In California, a Partition action is used to resolve disputes between property owners, and results in sale of the property or physical division. The most common result is a judicial sale of the property, made by a referee appointed by and accountable to the court. The referee is typically a licensed real estate broker. In a recent decision out of Nevada County, after the sale one of the co-owners sued the broker. The Court sided with the broker, finding that he was entitled to qualified judicial immunity. Quasi-Judicial-Immunity-attorney

In Holt v. Brock, (85 Cal. App. 5th 611 (2022), reh’g denied (Dec. 13, 2022), review denied (Mar. 15, 2023)) a brother and sister could not agree on what to do with an inherited house, so one filed for partition. Brock was appointed and the court ordered the parties to sign a listing agreement, the property to be sold “as is” with a listing price of at least $882,500, the actual listing price to be determined by the broker’s assessment of current market value.

WHAT YOU NEED TO DO:
• 1. Repeat the stretch of the partition passage from "In Holt v. Brock, (85" through "current market value.".
• 2. Show each line of the entries that contains the string "after", with case taken into account.

MATERIAL FOR THIS TASK:
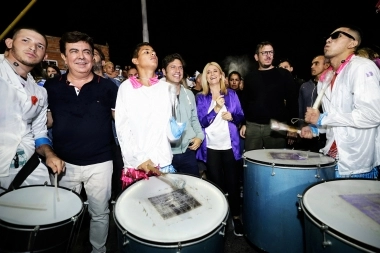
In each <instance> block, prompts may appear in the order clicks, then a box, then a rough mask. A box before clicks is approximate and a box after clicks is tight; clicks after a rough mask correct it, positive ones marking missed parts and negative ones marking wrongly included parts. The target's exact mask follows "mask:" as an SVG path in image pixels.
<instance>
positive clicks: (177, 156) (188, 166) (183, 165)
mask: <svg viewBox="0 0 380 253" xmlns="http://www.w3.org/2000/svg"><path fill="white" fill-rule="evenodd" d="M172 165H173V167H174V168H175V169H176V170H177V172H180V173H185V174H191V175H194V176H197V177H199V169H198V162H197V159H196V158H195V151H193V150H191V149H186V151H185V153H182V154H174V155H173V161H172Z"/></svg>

--

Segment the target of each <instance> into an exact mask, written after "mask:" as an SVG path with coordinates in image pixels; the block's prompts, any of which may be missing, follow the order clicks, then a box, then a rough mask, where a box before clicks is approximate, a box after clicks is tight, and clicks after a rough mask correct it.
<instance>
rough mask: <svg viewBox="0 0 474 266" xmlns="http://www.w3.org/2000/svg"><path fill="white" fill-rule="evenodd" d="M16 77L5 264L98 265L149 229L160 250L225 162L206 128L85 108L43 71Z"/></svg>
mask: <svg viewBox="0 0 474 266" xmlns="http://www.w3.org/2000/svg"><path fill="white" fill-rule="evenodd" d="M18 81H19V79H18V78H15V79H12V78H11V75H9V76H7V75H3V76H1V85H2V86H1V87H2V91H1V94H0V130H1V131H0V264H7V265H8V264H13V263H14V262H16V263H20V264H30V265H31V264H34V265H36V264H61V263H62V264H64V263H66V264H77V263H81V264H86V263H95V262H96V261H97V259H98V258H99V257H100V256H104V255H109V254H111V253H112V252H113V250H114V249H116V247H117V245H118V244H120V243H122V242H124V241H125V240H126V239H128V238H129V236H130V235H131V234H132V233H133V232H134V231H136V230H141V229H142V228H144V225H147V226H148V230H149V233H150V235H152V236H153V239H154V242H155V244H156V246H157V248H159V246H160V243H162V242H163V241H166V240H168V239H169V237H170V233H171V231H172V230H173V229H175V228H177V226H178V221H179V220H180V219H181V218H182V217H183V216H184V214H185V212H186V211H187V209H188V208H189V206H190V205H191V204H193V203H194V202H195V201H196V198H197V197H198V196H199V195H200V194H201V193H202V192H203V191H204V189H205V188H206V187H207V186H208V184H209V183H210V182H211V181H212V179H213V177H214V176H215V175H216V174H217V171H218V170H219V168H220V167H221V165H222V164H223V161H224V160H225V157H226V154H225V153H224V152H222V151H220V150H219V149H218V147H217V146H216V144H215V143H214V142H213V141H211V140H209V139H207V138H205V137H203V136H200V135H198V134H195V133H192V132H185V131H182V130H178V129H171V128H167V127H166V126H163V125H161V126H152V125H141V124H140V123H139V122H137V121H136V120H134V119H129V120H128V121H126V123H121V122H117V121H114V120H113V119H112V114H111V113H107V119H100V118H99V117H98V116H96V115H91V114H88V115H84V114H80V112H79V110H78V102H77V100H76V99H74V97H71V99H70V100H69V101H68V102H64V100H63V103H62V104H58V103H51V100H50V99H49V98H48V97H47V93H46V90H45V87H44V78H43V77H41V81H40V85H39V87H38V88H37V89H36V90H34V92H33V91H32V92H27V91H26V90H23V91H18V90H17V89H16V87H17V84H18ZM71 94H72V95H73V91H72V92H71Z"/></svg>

ACTIVITY ANSWERS:
• 1.
In Holt v. Brock, (85 Cal. App. 5th 611 (2022), reh’g denied (Dec. 13, 2022), review denied (Mar. 15, 2023)) a brother and sister could not agree on what to do with an inherited house, so one filed for partition. Brock was appointed and the court ordered the parties to sign a listing agreement, the property to be sold “as is” with a listing price of at least $882,500, the actual listing price to be determined by the broker’s assessment of current market value.

• 2.
In each <instance> block, prompts may appear in the order clicks, then a box, then a rough mask. A box before clicks is approximate and a box after clicks is tight; clicks after a rough mask correct it, positive ones marking missed parts and negative ones marking wrongly included parts. The target's exact mask follows "mask:" as an SVG path in image pixels.
Segment the target of each <instance> into an exact mask, written after "mask:" as an SVG path with coordinates in image pixels; the block's prompts, any of which may be missing, follow the order clicks, then a box, then a rough mask, where a box before clicks is approximate, a box after clicks is tight, and clicks after a rough mask correct it.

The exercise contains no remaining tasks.